__Extract to read__.
┏━━
Philadelphia Skyline

The skyline in Philadelphia along the Schuylkill River. — AP Photo/Matt Rourke

Our economy has been devastated in ways that none of us imagined. National unemployment continues to rise. It is not unrealistic to expect that the unemployment rate will crest at 30%. As daunting as this number seems, unemployment will be worse in the most challenged segments of the community. Pre-COVID unemployment in African-American and Hispanic communities was triple the national average.

COVID-19 is an economic disaster for communities of color. It is hitting small business, Minority Business Enterprises (MBEs) and hourly/gig workers in ways that most of us don’t understand. JPMorgan Chase Institute researchers recently reported that Black and Latinx community businesses on average do not have the working capital to endure the pandemic. In general, these businesses have less than 21 days of cash on hand to pay creditors, meet payroll and continue operations. The Paycheck Protection Program did not provide the help these businesses need to survive. Many will perish.

As dire as these statements are, recovery is possible. In fact, it is more than possible. Now is the time for us to correct some of the systemic wrongs that plagued our society prior to the pandemic. We must rebuild our economy. The challenge is whether we will use this time to recreate what was lost or do we have to the audacity, the tenacity, the creativity and the courage to chart a new path for our community. We have a choice to make. Will we choose business as usual, which we argue is not possible, or will we accept the challenge to create a better and stronger Philadelphia?

Our new economy must be built around the 5 Rs:

• Recognition: Acknowledging the full scope of the economic damage done to our community. Recognition requires that we look at the total impact of the pandemic. We cannot ignore the impact on MBEs, African-American and Hispanic workers and historically low-income workers who were not thriving before COVID-19.
┗━━
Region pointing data
┏━━
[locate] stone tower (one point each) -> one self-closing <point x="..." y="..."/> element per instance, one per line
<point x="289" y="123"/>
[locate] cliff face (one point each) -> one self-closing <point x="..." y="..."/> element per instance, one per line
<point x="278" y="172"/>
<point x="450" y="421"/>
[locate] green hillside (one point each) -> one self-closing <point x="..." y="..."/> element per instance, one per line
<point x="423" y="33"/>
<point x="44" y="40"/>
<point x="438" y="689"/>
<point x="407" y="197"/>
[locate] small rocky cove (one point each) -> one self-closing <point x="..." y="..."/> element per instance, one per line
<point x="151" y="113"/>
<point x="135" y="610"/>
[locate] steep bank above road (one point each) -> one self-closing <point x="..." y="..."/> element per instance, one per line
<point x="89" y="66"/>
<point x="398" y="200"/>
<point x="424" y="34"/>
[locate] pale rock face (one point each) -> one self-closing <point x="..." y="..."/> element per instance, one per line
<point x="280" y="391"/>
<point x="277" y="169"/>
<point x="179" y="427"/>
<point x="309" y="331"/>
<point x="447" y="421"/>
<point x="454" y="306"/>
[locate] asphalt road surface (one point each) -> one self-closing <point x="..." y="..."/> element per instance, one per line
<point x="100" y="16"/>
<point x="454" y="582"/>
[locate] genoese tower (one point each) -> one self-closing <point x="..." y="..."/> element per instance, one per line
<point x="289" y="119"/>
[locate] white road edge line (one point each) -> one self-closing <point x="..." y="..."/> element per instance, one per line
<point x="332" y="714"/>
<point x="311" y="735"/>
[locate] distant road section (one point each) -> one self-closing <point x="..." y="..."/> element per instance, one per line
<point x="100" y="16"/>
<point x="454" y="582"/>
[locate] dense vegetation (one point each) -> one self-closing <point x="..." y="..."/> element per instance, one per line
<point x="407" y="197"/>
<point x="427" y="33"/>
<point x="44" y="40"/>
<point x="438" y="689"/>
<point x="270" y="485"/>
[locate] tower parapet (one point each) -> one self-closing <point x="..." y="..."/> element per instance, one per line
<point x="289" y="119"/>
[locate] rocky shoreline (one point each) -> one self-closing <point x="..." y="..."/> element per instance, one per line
┗━━
__Questions on the material__.
[a] In the piece on Philadelphia's economy, list the qualities it says the community needs to chart a new path.
[b] Summarize the piece on Philadelphia's economy in two sentences.
[c] Transcribe the stretch of the piece on Philadelphia's economy from "The skyline in" through "the national average.".

__Solutions to the tasks__.
[a] audacity, tenacity, creativity, courage

[b] COVID-19 has devastated the economy and hit communities of color hardest, including small businesses, Minority Business Enterprises and hourly/gig workers, and many Black and Latinx businesses lack the working capital to survive. The piece argues that recovery is possible and calls for building a better and stronger Philadelphia around the 5 Rs, beginning with Recognition of the full scope of the economic damage.

[c]
The skyline in Philadelphia along the Schuylkill River. — AP Photo/Matt Rourke

Our economy has been devastated in ways that none of us imagined. National unemployment continues to rise. It is not unrealistic to expect that the unemployment rate will crest at 30%. As daunting as this number seems, unemployment will be worse in the most challenged segments of the community. Pre-COVID unemployment in African-American and Hispanic communities was triple the national average.